_Tasks and exercises_
1 – Using the passage on partition and quasi-judicial immunity, answer the following:
(a) What kind of professional is the referee in a partition sale typically?
(b) What minimum listing price did the court set for the inherited house?
(c) What did the plaintiff offer to pay for the property, and on what condition?
2 – Pick up the passage on partition and quasi-judicial immunity after its final sentence and carry it forward.

[BEGIN Supplied text]

In California, a Partition action is used to resolve disputes between property owners, and results in sale of the property or physical division. The most common result is a judicial sale of the property, made by a referee appointed by and accountable to the court. The referee is typically a licensed real estate broker. In a recent decision out of Nevada County, after the sale one of the co-owners sued the broker. The Court sided with the broker, finding that he was entitled to qualified judicial immunity. Quasi-Judicial-Immunity-attorney

In Holt v. Brock, (85 Cal. App. 5th 611 (2022), reh’g denied (Dec. 13, 2022), review denied (Mar. 15, 2023)) a brother and sister could not agree on what to do with an inherited house, so one filed for partition. Brock was appointed and the court ordered the parties to sign a listing agreement, the property to be sold “as is” with a listing price of at least $882,500, the actual listing price to be determined by the broker’s assessment of current market value.

The plaintiff offered to buy the property for $1 million if the broker reduced his commission to 3%. There is some dispute as to what happened, but after agreeing the broker decided he would not change the listing agreement. The house sold to the highest bidder for less than $1 million, and the plaintiff sued the broker. Judicial-Immunity-attorney

The court first addressed immunity. Judicial immunity bars civil actions against judges for acts they perform in the exercise of their judicial functions. The immunity applies to all judicial determinations, “including those rendered in excess of the judge’s jurisdiction, no matter how erroneous or even malicious or corrupt they may be,” except when the judge acts in the clear absence of all jurisdiction.

Quasi-judicial immunity extends judicial immunity “to persons other than judges if those persons act in a judicial or quasi-judicial capacity.” Quasi-judicial immunity exists for at least three classes of persons who are not judges. Discussion of all three is set out at the end of this post.
The broker in this case was in the third class – persons appointed by the courts for their expertise. Appointment alone is not enough – “the ‘touchstone’ for the doctrine’s applicability has been ‘performance of the of the function of resolving disputes between parties, or of authoritatively adjudicating private rights.” Sacramento-real-estate-partition

When determining whether a person is acting in a judicial or quasi-judicial capacity, courts look at the nature of the duty performed to determine whether the act is a judicial act, not the name or classification of the person who performed it.

Here, the broker did not merely engage in a commercial transaction. He was ordered by the court to market the property as part of a partition action. And to effectuate the partition, the court gave Brock limited discretionary authority to resolve a key dispute between the sellers, the very disagreement that likely led to the partition action—the property’s value. Under the court’s original listing order, the actual listing price was to be determined by Brock’s assessment of current market value. His determination of the property’s listing price and value should not be clouded by the possibility of legal action by one of the property owners contending the price is too low—which is what this action is. The court found he had immunity. paritition-immunity-attorney

From the decision, the Three Classes for Quasi-judicial immunity:

A first class of persons entitled to quasi-judicial immunity includes persons who perform functions normally performed by a judge, or who act in a judicial or quasi-judicial capacity. Such persons include court commissioners acting as temporary judges or performing subordinate judicial duties ordered by the court, administrative hearing officers, arbitrators, organizations sponsoring an arbitrator, referees, prosecutors, and officials of the State Bar and the Committee of Bar Examiners.

[END Supplied text]
[BEGIN Record list]

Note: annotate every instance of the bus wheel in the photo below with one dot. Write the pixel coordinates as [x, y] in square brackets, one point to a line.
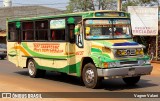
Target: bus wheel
[33, 71]
[90, 76]
[131, 80]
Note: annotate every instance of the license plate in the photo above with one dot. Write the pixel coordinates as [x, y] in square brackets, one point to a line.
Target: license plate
[131, 71]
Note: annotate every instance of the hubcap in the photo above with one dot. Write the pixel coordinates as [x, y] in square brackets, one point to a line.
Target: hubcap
[31, 68]
[89, 75]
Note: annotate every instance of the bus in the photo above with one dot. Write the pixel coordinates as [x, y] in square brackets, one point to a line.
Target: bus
[92, 45]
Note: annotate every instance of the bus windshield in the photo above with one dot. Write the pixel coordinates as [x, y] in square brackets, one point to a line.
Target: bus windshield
[107, 28]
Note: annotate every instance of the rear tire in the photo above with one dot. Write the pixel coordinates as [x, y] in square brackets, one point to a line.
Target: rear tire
[90, 77]
[131, 80]
[33, 71]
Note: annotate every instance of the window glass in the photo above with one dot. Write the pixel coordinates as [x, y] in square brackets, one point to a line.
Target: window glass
[28, 30]
[27, 25]
[71, 33]
[28, 35]
[58, 34]
[41, 30]
[12, 33]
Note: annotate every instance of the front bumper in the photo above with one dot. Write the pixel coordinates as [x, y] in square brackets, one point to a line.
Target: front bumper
[125, 71]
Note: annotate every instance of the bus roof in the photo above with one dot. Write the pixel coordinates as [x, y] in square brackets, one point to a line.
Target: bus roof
[59, 15]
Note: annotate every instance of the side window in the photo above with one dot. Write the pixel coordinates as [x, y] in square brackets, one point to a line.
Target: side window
[57, 29]
[12, 33]
[58, 34]
[28, 30]
[71, 33]
[41, 30]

[END Record list]

_Responses to the exercise_
1 –
(a) A licensed real estate broker.
(b) $882,500.
(c) $1 million, provided the broker reduced his commission to 3%.

2 –
This class also includes public officials who are connected with the judicial process through investigating crimes and instituting criminal proceedings. These persons include law enforcement officers, prosecutors, grand jurors, a building inspector charged with investigating an alleged violation of a building ordinance, a deputy fire marshal charged with investigating fires, and an assistant city engineer whose duties include the investigation of particular crimes.

A second class of persons entitled to quasi-judicial immunity includes persons who function apart from the courts but are engaged in neutral dispute resolution. In addition to arbitrators and referees, such persons include persons conducting less-traditional alternative dispute resolution procedures such as volunteers working with a court through a local bar association who conduct voluntary settlement conferences, and party-selected mediators and “neutral fact-finders.” These alternative methods of dispute resolution have become critical to the proper functioning of increasingly congested trial courts.

That neutral dispute resolution providers are retained privately and have duties to their clients does not preclude quasi-judicial immunity from protecting them. Rather, immunity is appropriate because these persons do not advocate for their clients. “The job of third parties such as mediators, conciliators and evaluators involves impartiality and neutrality, as does that of a judge, commissioner or referee; hence, there should be entitlement to the same immunity given others who function as neutrals in an attempt to resolve disputes.”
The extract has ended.